> [LISTED ENTRIES]

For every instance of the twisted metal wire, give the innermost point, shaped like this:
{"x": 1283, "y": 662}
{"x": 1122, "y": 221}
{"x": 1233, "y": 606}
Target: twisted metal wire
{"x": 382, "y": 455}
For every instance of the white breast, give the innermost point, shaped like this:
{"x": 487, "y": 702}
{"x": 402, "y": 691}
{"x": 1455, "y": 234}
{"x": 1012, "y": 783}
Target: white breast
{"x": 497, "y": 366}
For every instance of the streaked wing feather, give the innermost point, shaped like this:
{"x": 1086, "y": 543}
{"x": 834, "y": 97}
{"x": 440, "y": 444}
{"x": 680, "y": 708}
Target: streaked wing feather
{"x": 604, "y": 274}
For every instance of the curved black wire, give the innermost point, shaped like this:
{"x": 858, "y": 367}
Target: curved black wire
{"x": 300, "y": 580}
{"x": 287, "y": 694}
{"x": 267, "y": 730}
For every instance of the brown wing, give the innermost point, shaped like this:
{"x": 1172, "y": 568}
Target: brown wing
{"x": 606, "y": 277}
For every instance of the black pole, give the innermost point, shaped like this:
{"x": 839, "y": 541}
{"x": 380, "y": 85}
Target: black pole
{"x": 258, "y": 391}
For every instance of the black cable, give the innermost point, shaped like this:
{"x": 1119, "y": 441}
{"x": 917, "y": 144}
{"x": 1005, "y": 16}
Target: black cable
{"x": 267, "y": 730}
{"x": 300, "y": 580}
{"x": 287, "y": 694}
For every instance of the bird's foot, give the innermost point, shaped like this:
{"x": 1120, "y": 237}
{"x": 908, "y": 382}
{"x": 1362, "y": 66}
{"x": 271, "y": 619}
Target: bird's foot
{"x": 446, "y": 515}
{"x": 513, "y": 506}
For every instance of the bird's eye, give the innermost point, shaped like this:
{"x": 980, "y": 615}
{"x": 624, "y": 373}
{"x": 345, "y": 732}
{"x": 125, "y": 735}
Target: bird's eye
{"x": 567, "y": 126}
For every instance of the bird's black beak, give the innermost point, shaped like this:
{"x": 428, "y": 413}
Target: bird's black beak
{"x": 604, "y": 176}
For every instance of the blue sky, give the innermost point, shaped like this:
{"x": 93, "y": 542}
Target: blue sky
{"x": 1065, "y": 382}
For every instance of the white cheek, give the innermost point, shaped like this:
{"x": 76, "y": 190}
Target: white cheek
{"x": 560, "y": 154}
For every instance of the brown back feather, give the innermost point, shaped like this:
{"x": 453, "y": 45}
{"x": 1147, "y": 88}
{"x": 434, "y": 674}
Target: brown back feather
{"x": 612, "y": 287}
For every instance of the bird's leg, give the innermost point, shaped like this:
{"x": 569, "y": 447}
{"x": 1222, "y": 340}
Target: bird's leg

> [WORK INSTRUCTIONS] Make an exact copy of the whole listing, so that no line is lost.

> [RESPONSE AREA]
For every instance of the twisted metal wire, give the innermost point, shaped like this:
{"x": 1283, "y": 662}
{"x": 1122, "y": 221}
{"x": 1233, "y": 606}
Target: twisted metal wire
{"x": 382, "y": 455}
For every instance of the white breast, give the innermost point, shaped like this:
{"x": 487, "y": 702}
{"x": 402, "y": 691}
{"x": 1455, "y": 234}
{"x": 1012, "y": 783}
Target: white breast
{"x": 497, "y": 366}
For every instance of the streaked wing feather, give the innermost point, shaped like this:
{"x": 1086, "y": 543}
{"x": 834, "y": 97}
{"x": 440, "y": 444}
{"x": 680, "y": 708}
Target: streaked wing feather
{"x": 604, "y": 274}
For every instance of the curved black wire, give the innermost point, shaped like this:
{"x": 858, "y": 367}
Target: curved black wire
{"x": 300, "y": 580}
{"x": 287, "y": 694}
{"x": 267, "y": 730}
For every instance of the brown wing, give the innermost point, shaped like this:
{"x": 1172, "y": 568}
Target: brown wing
{"x": 606, "y": 277}
For every instance of the black pole, give the innermost point, shaped like this:
{"x": 839, "y": 541}
{"x": 380, "y": 85}
Target: black pole
{"x": 258, "y": 391}
For every instance of the black cable, give the innermost point, shaped like this:
{"x": 1119, "y": 441}
{"x": 917, "y": 144}
{"x": 1005, "y": 16}
Target: black cable
{"x": 267, "y": 730}
{"x": 300, "y": 580}
{"x": 287, "y": 694}
For every instance of the bird's foot, give the innermost point, shaped like this:
{"x": 1120, "y": 237}
{"x": 908, "y": 382}
{"x": 1362, "y": 66}
{"x": 271, "y": 619}
Target: bird's foot
{"x": 446, "y": 515}
{"x": 513, "y": 506}
For every instance of the bird's eye, give the innermost point, shaped like this:
{"x": 980, "y": 615}
{"x": 624, "y": 373}
{"x": 345, "y": 732}
{"x": 125, "y": 735}
Target: bird's eye
{"x": 567, "y": 126}
For every instance of the bird's black beak, give the innermost point, shaped like this:
{"x": 428, "y": 413}
Target: bird's black beak
{"x": 604, "y": 176}
For every instance of the blue sky, give the innermost point, shaped like this:
{"x": 93, "y": 542}
Target: blue sky
{"x": 1065, "y": 382}
For every instance of the white cheek, give the innermost point, shaped like this:
{"x": 76, "y": 190}
Target: white cheek
{"x": 560, "y": 154}
For every instance of the brown back feather, give the innermost point, shaped like this:
{"x": 453, "y": 45}
{"x": 1147, "y": 88}
{"x": 434, "y": 674}
Target: brown back feather
{"x": 612, "y": 287}
For every instance of the bird's leg, give the innermost point, shaped like this:
{"x": 569, "y": 447}
{"x": 1222, "y": 340}
Target: bird's leg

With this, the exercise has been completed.